Invest Like the Best: Sequoia Capital’s Doug Leone – Lessons from a Titan

A fantastic interview, Patrick O’Shaugnessy interviews Doug Leone, who helped build Sequoia Capital into a venture capital powerhouse over the last 25 years.  Leone shares many great stories, including how Sequoia deftly managed the Dot Com Bust.  Most interestingly, he shares many of his techniques on how to read people and identify “killer” entrepreneurs.

https://podcasts.apple.com/us/podcast/invest-like-the-best-with-patrick-oshaughnessy/id1154105909?i=1000602027979

 

StrictlyVC Conversation with OpenAI’s Sam Altman

This is a fascinating recent interview with Sam Altman, which digs into the ongoing development of OpenAI’s ChatGPT technology, what the development roadmap for OpenAI looks like, and AI’s potential impact on business and society.  Sam also shares his thoughts on the development of future energy technologies and noting that, in time, sees a “massive drop in the cost of intelligence and energy.”

- **Exercise set**
a: Answer these questions about the interview roundup:
(i) Over how many years did Doug Leone help build Sequoia Capital into a venture capital powerhouse?
(ii) Which downturn did Sequoia deftly manage, according to Leone's stories?
(iii) What does Sam Altman expect a "massive drop" in the cost of?
b: Write the next part of the interview roundup, picking up right after its final sentence.

- **Entries provided**
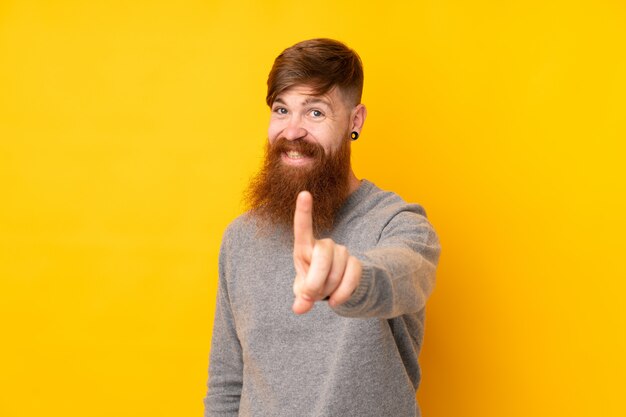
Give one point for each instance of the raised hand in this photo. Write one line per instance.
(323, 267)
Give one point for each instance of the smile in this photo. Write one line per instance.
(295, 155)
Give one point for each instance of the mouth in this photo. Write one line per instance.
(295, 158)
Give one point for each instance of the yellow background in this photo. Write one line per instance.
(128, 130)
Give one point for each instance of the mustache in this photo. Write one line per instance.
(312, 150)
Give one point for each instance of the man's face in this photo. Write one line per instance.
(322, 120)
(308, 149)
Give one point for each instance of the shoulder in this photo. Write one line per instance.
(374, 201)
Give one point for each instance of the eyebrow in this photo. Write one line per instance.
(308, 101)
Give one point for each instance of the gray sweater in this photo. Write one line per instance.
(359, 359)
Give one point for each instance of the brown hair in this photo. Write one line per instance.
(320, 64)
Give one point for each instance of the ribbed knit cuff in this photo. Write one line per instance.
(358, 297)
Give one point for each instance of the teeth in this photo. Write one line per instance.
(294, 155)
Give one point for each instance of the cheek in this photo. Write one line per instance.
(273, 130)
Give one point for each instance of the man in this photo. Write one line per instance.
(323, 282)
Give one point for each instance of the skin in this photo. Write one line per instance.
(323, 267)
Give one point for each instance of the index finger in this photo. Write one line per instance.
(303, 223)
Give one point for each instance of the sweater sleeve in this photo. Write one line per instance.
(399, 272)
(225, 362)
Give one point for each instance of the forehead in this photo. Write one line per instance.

- **Answers per task**
a:
(i) The last 25 years.
(ii) The Dot Com Bust.
(iii) Intelligence and energy.

b:
Also, see Part I of the interview with Sam Altman:

As well as this interview of Sam Altman by Reid Hoffman:

 

Boaz Weinstein on Credit Investments

Mr. Weinstein is a legendary credit investor, most famous for being on the other side of the “London Whale” trade against J.P. Morgan.  In this podcast, he shares his background, approach to the markets, as well as thoughts on the current environment and opportunity set.  Boaz is also active with insightful posts on Twitter under the handle: @boazweinstein

https://podcasts.apple.com/us/podcast/masters-in-business/id730188152?i=1000561149568

 

“The Creative Act” by Rick Rubin, Podcast Interview & Book 

I thoroughly enjoyed reading legendary music producer Rick Rubin’s new book, “The Creative Act.”  In the book, which is super easy to read, he zeroes in on the act of being an artist and creator — how to source creative energy and ideas, how to develop self awareness and instincts, how to leverage the beauty of nature and the innocence of childhood, and so much more. Rubin said it took him 7-8 years to write this book.  I found the book inspiring and connected it to many aspects of investing. That is, like George Soros has talked about many times, how important it is to feel and trust what your body is “telling” you.  I highly recommend reading this book and/or listening to this podcast.

 

The Mike Wallace Interview of Ayn Rand (from 1959)

A wonderful throwback interview and debate with Ayn Rand, author of my favorite book, “Atlas Shrugged.”  The two parties cover a range of topics, including taxes, politics, entrepreneurship and the welfare state.  Rand is simply brilliant and amazingly articulate.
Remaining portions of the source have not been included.